⟨

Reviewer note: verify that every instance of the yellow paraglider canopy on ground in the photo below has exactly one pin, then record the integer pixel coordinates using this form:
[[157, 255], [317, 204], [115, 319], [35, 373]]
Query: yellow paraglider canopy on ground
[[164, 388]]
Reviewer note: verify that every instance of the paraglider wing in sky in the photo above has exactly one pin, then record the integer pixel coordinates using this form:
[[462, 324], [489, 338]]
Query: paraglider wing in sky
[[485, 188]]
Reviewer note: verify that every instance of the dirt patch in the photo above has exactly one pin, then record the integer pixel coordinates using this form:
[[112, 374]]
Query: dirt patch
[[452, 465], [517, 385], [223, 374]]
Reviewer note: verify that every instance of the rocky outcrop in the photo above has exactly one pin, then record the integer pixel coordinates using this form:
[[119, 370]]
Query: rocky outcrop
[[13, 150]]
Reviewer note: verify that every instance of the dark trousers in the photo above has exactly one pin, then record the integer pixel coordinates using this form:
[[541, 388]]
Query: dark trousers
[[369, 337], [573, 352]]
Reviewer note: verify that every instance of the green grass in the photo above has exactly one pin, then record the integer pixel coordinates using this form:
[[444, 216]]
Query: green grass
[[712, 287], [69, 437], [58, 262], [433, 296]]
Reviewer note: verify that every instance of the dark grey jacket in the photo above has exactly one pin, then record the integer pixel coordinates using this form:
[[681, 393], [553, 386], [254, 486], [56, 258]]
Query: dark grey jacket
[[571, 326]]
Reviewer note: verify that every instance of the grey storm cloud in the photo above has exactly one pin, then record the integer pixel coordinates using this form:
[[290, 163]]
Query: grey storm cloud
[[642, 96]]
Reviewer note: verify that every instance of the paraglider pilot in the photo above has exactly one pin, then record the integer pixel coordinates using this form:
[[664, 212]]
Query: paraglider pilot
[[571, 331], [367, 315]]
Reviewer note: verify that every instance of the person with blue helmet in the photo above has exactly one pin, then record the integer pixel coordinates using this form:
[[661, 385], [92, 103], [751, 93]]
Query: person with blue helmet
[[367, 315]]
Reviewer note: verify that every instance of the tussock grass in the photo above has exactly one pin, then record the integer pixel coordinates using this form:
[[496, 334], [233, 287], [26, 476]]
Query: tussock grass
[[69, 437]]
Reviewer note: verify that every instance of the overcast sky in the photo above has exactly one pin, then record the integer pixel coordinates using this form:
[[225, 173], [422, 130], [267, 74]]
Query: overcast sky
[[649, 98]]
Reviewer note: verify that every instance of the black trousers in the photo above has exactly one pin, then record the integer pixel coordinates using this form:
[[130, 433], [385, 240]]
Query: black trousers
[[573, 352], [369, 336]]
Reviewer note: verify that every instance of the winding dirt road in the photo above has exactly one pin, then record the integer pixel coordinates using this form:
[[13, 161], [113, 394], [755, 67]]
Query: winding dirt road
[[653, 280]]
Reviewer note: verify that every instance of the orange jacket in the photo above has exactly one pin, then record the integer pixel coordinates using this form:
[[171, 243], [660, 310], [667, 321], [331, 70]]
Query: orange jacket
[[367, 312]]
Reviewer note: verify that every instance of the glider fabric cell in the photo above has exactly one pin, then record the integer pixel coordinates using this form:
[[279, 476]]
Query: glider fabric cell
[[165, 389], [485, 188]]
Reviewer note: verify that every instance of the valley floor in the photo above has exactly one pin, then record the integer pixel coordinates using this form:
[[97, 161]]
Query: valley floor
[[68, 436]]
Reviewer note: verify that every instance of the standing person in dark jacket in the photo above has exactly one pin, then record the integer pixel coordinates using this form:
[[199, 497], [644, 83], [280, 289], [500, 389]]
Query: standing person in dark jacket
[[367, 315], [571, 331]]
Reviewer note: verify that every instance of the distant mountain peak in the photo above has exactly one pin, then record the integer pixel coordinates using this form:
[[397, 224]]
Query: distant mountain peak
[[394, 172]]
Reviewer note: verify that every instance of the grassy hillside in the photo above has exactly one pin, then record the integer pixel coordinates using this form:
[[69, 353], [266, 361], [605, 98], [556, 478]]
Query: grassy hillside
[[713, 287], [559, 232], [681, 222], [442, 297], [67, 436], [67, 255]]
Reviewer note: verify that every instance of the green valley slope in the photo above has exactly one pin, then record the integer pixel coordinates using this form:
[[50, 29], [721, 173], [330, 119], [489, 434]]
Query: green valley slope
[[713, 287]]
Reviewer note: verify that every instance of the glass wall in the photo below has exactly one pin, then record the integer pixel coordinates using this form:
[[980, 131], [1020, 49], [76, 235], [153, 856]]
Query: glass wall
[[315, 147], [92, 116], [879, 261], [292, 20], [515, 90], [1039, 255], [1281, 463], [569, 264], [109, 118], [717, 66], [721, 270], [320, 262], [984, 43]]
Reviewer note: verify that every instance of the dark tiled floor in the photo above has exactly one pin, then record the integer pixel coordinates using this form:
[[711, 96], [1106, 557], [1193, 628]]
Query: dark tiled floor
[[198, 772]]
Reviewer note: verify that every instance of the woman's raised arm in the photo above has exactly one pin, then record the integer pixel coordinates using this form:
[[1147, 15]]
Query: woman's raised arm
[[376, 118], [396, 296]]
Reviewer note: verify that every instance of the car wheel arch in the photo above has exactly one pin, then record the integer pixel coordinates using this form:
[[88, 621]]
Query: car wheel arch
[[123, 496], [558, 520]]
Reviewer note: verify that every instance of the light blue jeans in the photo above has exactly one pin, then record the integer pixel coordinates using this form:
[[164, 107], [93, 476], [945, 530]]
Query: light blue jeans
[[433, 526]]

⟩

* WHAT THE EXERCISE ASKS: Present every line of the items above as a Markdown table with two columns, Row for the line's number and Line for its text. Skip blank lines.

* OUTPUT OF THE EXERCISE:
| Row | Line |
|---|---|
| 1 | Reviewer note: verify that every instance of the yellow paraglider canopy on ground in the photo below has exactly one pin, then record the integer pixel coordinates using this form: |
| 2 | [[157, 255], [317, 204], [115, 319], [35, 373]] |
| 3 | Query: yellow paraglider canopy on ground |
| 4 | [[164, 388]] |
| 5 | Reviewer note: verify that every instance of the paraglider wing in sky in the photo above has exactly one pin, then record the integer pixel coordinates using this form: |
| 6 | [[462, 324], [489, 338]] |
| 7 | Query: paraglider wing in sky |
| 8 | [[485, 188]] |
| 9 | Reviewer note: verify that every instance of the dirt patch in the photo above has exactly one pin, then record the integer pixel coordinates using this form: |
| 10 | [[112, 374]] |
| 11 | Query: dirt patch |
| 12 | [[452, 465], [517, 385], [223, 374]] |
| 13 | Reviewer note: verify that every instance of the rocky outcrop in the photo above has exactly one pin, then record the integer pixel coordinates using this form: |
| 14 | [[119, 370]] |
| 15 | Query: rocky outcrop |
| 16 | [[13, 150]] |
| 17 | Reviewer note: verify that every instance of the dark trousers in the photo above has exactly one pin, then record the integer pixel coordinates using this form: |
| 18 | [[541, 388]] |
| 19 | Query: dark trousers |
| 20 | [[369, 337], [573, 352]] |
| 21 | Reviewer note: verify that every instance of the green grass in the photo above has exactly one pin, then record the integer pixel coordinates using this form: |
| 22 | [[444, 216]] |
| 23 | Query: green grass |
| 24 | [[712, 287], [69, 437], [58, 262], [433, 296]] |
| 25 | Reviewer note: verify that every instance of the dark grey jacket in the photo above has exactly one pin, then record the integer pixel coordinates using this form: |
| 26 | [[681, 393], [553, 386], [254, 486], [56, 258]] |
| 27 | Query: dark grey jacket |
| 28 | [[571, 326]] |
| 29 | Reviewer note: verify that every instance of the grey storm cloud in the photo above has exactly one pin, then record the integer pixel coordinates using this form: |
| 30 | [[290, 163]] |
| 31 | Query: grey storm cloud |
| 32 | [[642, 96]] |
| 33 | Reviewer note: verify that every instance of the paraglider pilot in the photo above has exactly one pin, then record the integer pixel coordinates using this form: |
| 34 | [[664, 212]] |
| 35 | Query: paraglider pilot |
| 36 | [[571, 331], [367, 315]] |
| 37 | Reviewer note: verify that every instance of the person with blue helmet in the photo above has exactly one pin, then record the integer pixel coordinates using this form: |
| 38 | [[661, 385], [92, 103], [751, 93]] |
| 39 | Query: person with blue helmet |
| 40 | [[367, 315]] |
| 41 | Reviewer note: verify that every instance of the tussock grass in the photo above has exactly one pin, then record the integer pixel coordinates using this form: |
| 42 | [[496, 334], [233, 287], [26, 476]] |
| 43 | Query: tussock grass |
| 44 | [[69, 437]] |
| 45 | Reviewer note: verify that every instance of the overcast sky in the photo above has exactly one pin, then record the integer pixel coordinates using this form: |
| 46 | [[225, 173], [422, 130], [267, 74]] |
| 47 | Query: overcast sky |
| 48 | [[649, 98]] |
| 49 | Reviewer note: verify that every instance of the black trousers in the photo above has exactly one pin, then record the integer pixel coordinates using this form: |
| 50 | [[130, 433], [385, 240]] |
| 51 | Query: black trousers |
| 52 | [[573, 352], [369, 336]] |
| 53 | Reviewer note: verify that every instance of the winding dirt road in the photo above has exactly one pin, then record the integer pixel coordinates using this form: |
| 54 | [[13, 161], [113, 394], [755, 67]] |
| 55 | Query: winding dirt road |
| 56 | [[653, 280]] |
| 57 | Reviewer note: verify that every instance of the orange jacket in the photo above has exactly one pin, then record the integer pixel coordinates using this form: |
| 58 | [[171, 243], [660, 310], [667, 321], [331, 70]] |
| 59 | Query: orange jacket |
| 60 | [[367, 312]] |
| 61 | Reviewer note: verify that every instance of the glider fabric cell in the photo above has exactly one pin, then record the integer pixel coordinates using this form: |
| 62 | [[279, 476]] |
| 63 | Query: glider fabric cell |
| 64 | [[165, 389], [485, 188]] |
| 65 | Reviewer note: verify that every instance of the valley floor in the photo above has exactly one pin, then record the integer pixel coordinates using this form: |
| 66 | [[97, 161]] |
| 67 | Query: valley floor |
| 68 | [[68, 436]] |
| 69 | Reviewer note: verify that every instance of the standing person in dark jacket in the photo above has exactly one pin, then record the integer pixel coordinates using this form: |
| 70 | [[199, 497], [644, 83], [280, 289], [500, 389]] |
| 71 | Query: standing person in dark jacket |
| 72 | [[367, 315], [571, 331]] |
| 73 | Reviewer note: verify that every instance of the distant mountain peak in the photo above has exactly one pin, then record the integer pixel coordinates using this form: |
| 74 | [[397, 224]] |
| 75 | Query: distant mountain peak |
| 76 | [[394, 172]] |
| 77 | Reviewer note: verify that every instance of the grassy hillside in the photo above has exactly one pin, then record the integer pixel coordinates using this form: |
| 78 | [[69, 353], [266, 361], [605, 98], [556, 478]] |
| 79 | Query: grassy hillside |
| 80 | [[713, 287], [559, 232], [681, 222], [442, 297], [67, 436], [67, 255]] |
| 81 | Reviewer note: verify that every instance of the green valley slope in the photo above has exactly one pin, then record the integer pixel coordinates using this form: |
| 82 | [[50, 29], [721, 173], [330, 119], [489, 434]] |
| 83 | Query: green valley slope |
| 84 | [[713, 287]] |
| 85 | Reviewer note: verify that every instance of the glass wall in the photo below has exactly one pin, then record the integer pixel coordinates using this form: |
| 86 | [[980, 131], [1020, 49], [76, 235], [153, 856]] |
| 87 | Query: glass wall |
| 88 | [[315, 147], [92, 116], [879, 261], [292, 20], [515, 90], [1039, 255], [1281, 463], [569, 264], [109, 118], [717, 66], [721, 270], [320, 262], [984, 43]] |
| 89 | Reviewer note: verify that every instance of the dark tiled floor in the photo above has exactly one pin, then record the integer pixel coordinates using this form: |
| 90 | [[711, 96], [1106, 557], [1193, 628]] |
| 91 | Query: dark tiled floor |
| 92 | [[198, 772]] |
| 93 | Reviewer note: verify that every instance of the woman's raised arm in the photo above has exactly one pin, then record the integer pixel coordinates using this form: |
| 94 | [[1147, 15]] |
| 95 | Query: woman's raised arm |
| 96 | [[376, 118], [396, 296]] |
| 97 | Reviewer note: verify that every instance of the car wheel arch in the photo above has exactly one pin, then record the integer pixel coordinates using this form: |
| 98 | [[88, 621]] |
| 99 | Query: car wheel arch |
| 100 | [[123, 496], [558, 520]] |
| 101 | Reviewer note: verify that every instance of the light blue jeans in the photo above has exactly one pin, then record the integer pixel coordinates using this form: |
| 102 | [[164, 107], [93, 476], [945, 530]] |
| 103 | Query: light blue jeans |
| 104 | [[433, 526]] |